[Article]
┌──

Blog destiné à commenter l'actualité, politique, économique, culturelle, sportive, etc, dans un esprit de critique philosophique, d'esprit chrétien et français.La collaboration des lecteurs est souhaitée, de même que la courtoisie, et l'esprit de tolérance.
28 Novembre 2011
L'heure est à la responsabilité et non à la peur !
« Les hommes n’acceptent le changement que dans la nécessité et ils ne voient la nécessité que dans la crise » ........ disait l'un des pères de l'Europe
.
Crise de l'Etat providence, révision à la baisse des prévisions d'une croissance déjà atone , augmentation prévisible du nombre de demandeurs d’emploi , liquidations
en chaine d’entreprises…, ménages et entreprises surendettés et des banques qui refusent de jouer le jeu en matière de distribution du crédit : les plaies de l'économie Guadeloupéenne héritées de
la crise LKP de 2009 et exacerbées par la crise de la dette de 2011 vont peser sur l'économie en 2012 .
Pour beaucoup d’experts , la Guadeloupe est entrée dans des “zones grises” aux conséquences économiques et sociales encore sous-estimées.

└──

[Consigne] Reproduisez mot pour mot le passage de l'article sur l'économie guadeloupéenne qui va de « 28 Novembre 2011 » jusqu'à « sociales encore sous-estimées. » inclus.

[Données fournies]
┌──

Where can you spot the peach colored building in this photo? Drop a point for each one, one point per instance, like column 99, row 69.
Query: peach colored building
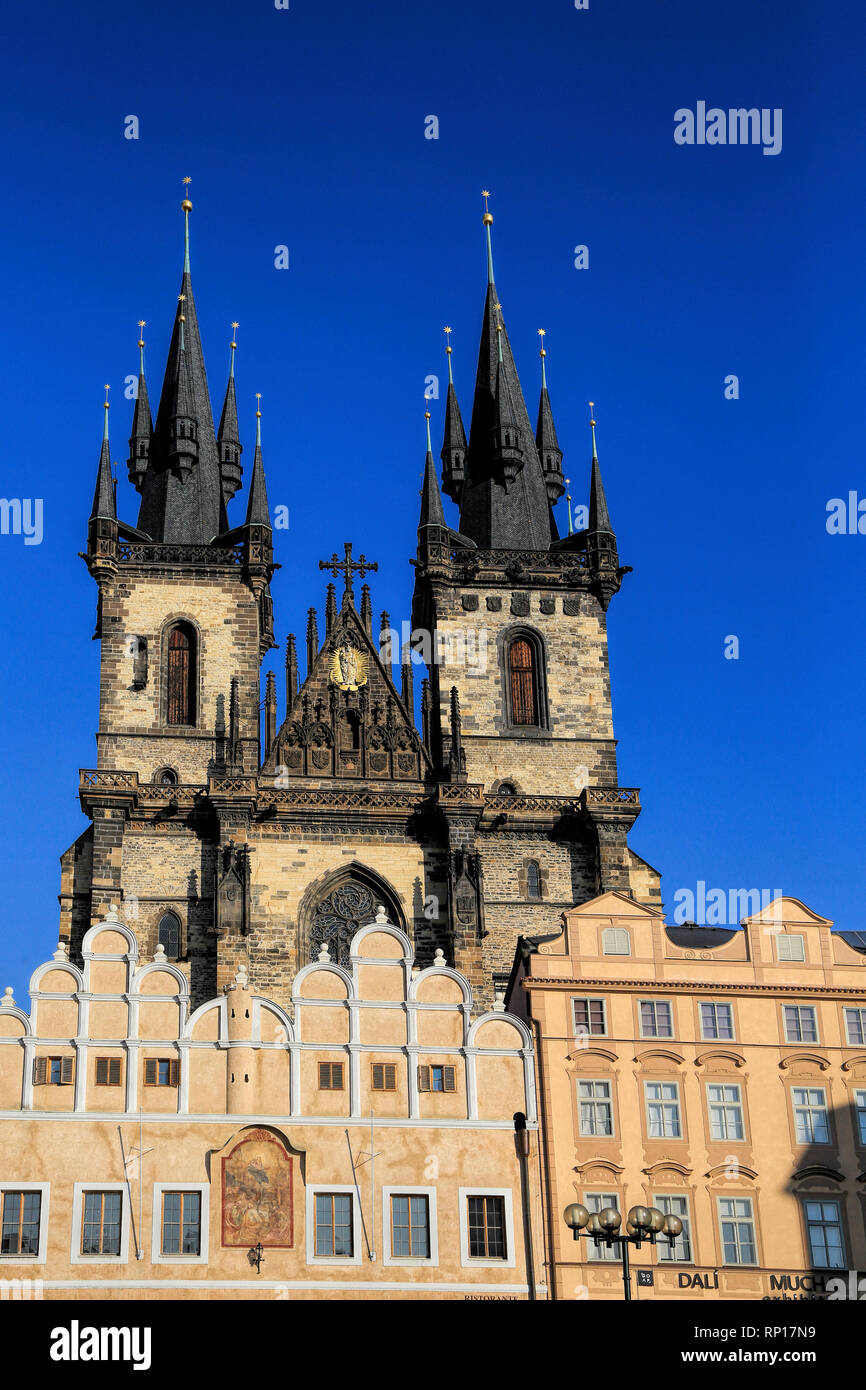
column 715, row 1073
column 362, row 1146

└──

[Réponse attendue]
28 Novembre 2011
L'heure est à la responsabilité et non à la peur !
« Les hommes n’acceptent le changement que dans la nécessité et ils ne voient la nécessité que dans la crise » ........ disait l'un des pères de l'Europe
.
Crise de l'Etat providence, révision à la baisse des prévisions d'une croissance déjà atone , augmentation prévisible du nombre de demandeurs d’emploi , liquidations
en chaine d’entreprises…, ménages et entreprises surendettés et des banques qui refusent de jouer le jeu en matière de distribution du crédit : les plaies de l'économie Guadeloupéenne héritées de
la crise LKP de 2009 et exacerbées par la crise de la dette de 2011 vont peser sur l'économie en 2012 .
Pour beaucoup d’experts , la Guadeloupe est entrée dans des “zones grises” aux conséquences économiques et sociales encore sous-estimées.